### Source extract
▼
Introduction
The industry has encouraged front end developers to treat
databases purely for storage. Sadly the average developer knows little beyond
SELECT, INSERT, UPDATE & DELETE.
ORM frameworks are the current trend, marketed at speeding development,
portability of code and encapsulating business rules. This however can be at the
cost of SQL efficiency and ultimately performance.
On my current project, the following facts are regularly
ignored –
- The database server has far greater processing capability & memory than the client.
- SQL has a wealth of functionality which (when used correctly) performs fantastically.
- RDBMS programmability is constantly evolving.
This post therefore is to put on record the things I would
do in a perfect world. They aim to be
all encompassing for those starting out on a new transactional application.
Database design
Normalise as much is practical. Aim for 3NF (3rd Normal Form) but be flexible if performance is going to be compromised by this goal. Do not let an ORM tool design the database. The result will have far too many objects and as a result will be heavy on the number of joins.
Data Types
Closely match the data you want to store with a data type. For Numeric types this means the precision. For text this means looking at the length and characters you need to store.
Only use Unicode column types (NCHAR, NVARCHAR) when you need to store Unicode. They require twice the storage yet are frequently used ‘just in case’.
Ensure you don’t use Deprecated data types, i.e. ones that will be removed in future versions of SQL Server. Ntext, text and image were listed as deprecated for SQL 2008, but actually still appeared in both SQL 2012 & 2014.
▲
### Task requirements
a) According to the post on database development practices, why should Unicode column types be used only when Unicode needs to be stored?
b) Continue the post on database development practices from its final sentence.

### Data provided
▼
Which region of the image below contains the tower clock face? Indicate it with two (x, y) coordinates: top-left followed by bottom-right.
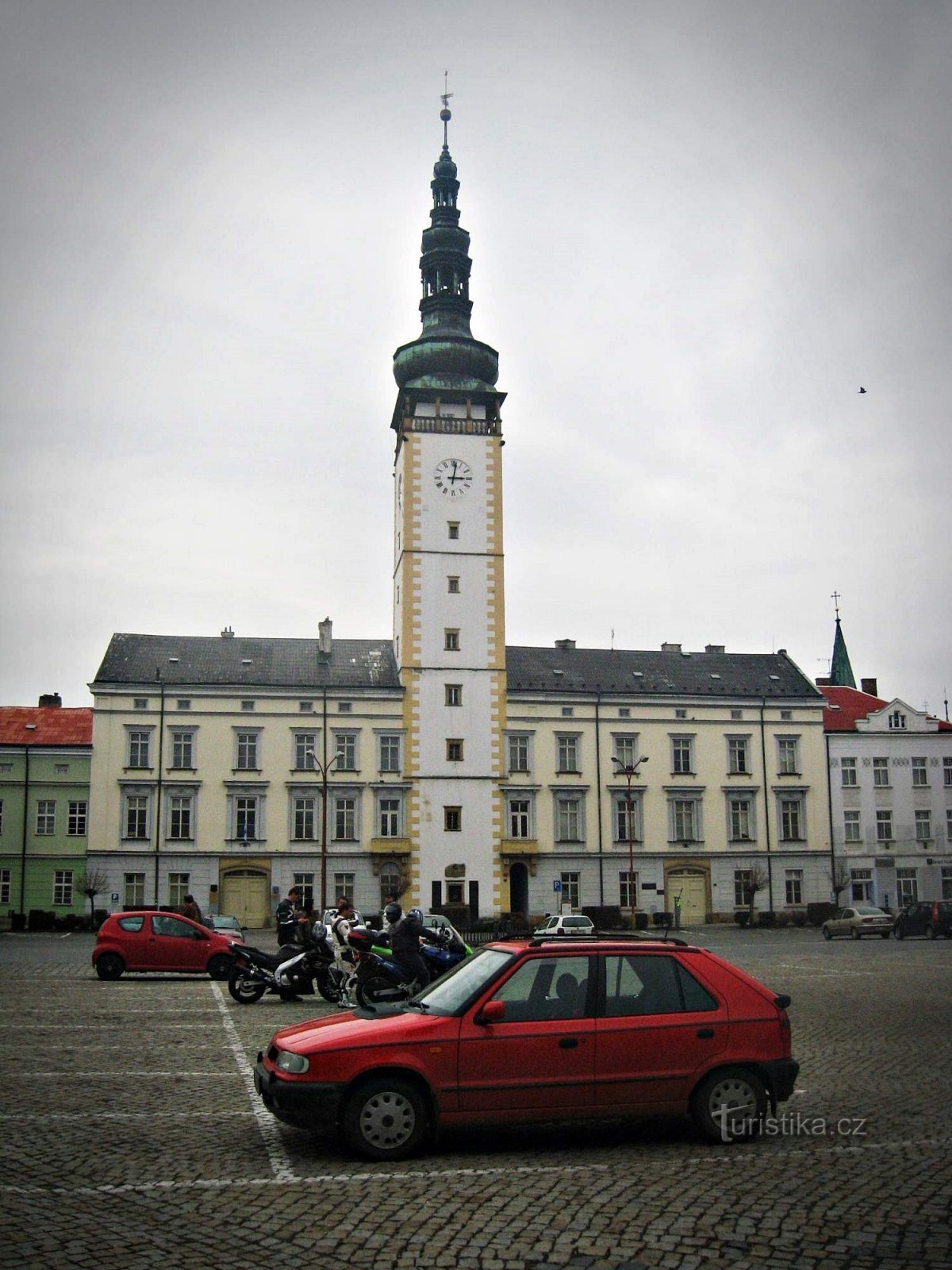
(433, 459), (472, 498)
▲
### Task results
a) They require twice the storage.

b)
Data Sizing
Numerical Data types should allow for growth but not be wasteful of storage. Chose tinyint, int, bigint etc appropriately.
Character Columns should be sized appropriately for their content. Do not just guess and oversize them due to not researching the data. Chose between CHAR , VARCHAR and their Unicode equivalents appropriately.
By default CHAR(n) will store n characters and the storage requirement will be n bytes. Unless overridden by ANSI_PADDING settings, CHAR columns containing less data will be padded with blanks up to n characters.
VARCHAR(n) will store up to n characters without padding. There is a 2 byte storage overhead for defining a column as variable length, hence storage required is n+2 bytes.
Stay away from VARCHAR(Max) unless you really need over 8000 characters (the maximum VARCHAR can be defined as). VARCHAR(MAX) can hold up to 2147483647 characters. In reality, the sizes and types of the other columns present in your table will determine if data is not stored ‘in row’.
Nullability
NULL is the presence of no data and is different from an
empty string. NULL values represent data that we do not have. NULLability often provokes strong feelings
from those who have not been involved in database design. Some languages (e.g
coldfusion) treat it as an empty string which simplifies matters for front end
developers.
- Numeric NULLs are important as you cannot represent an unknown number using 0 (zero). Zero is not the same as unknown when dealing with finances or statistics.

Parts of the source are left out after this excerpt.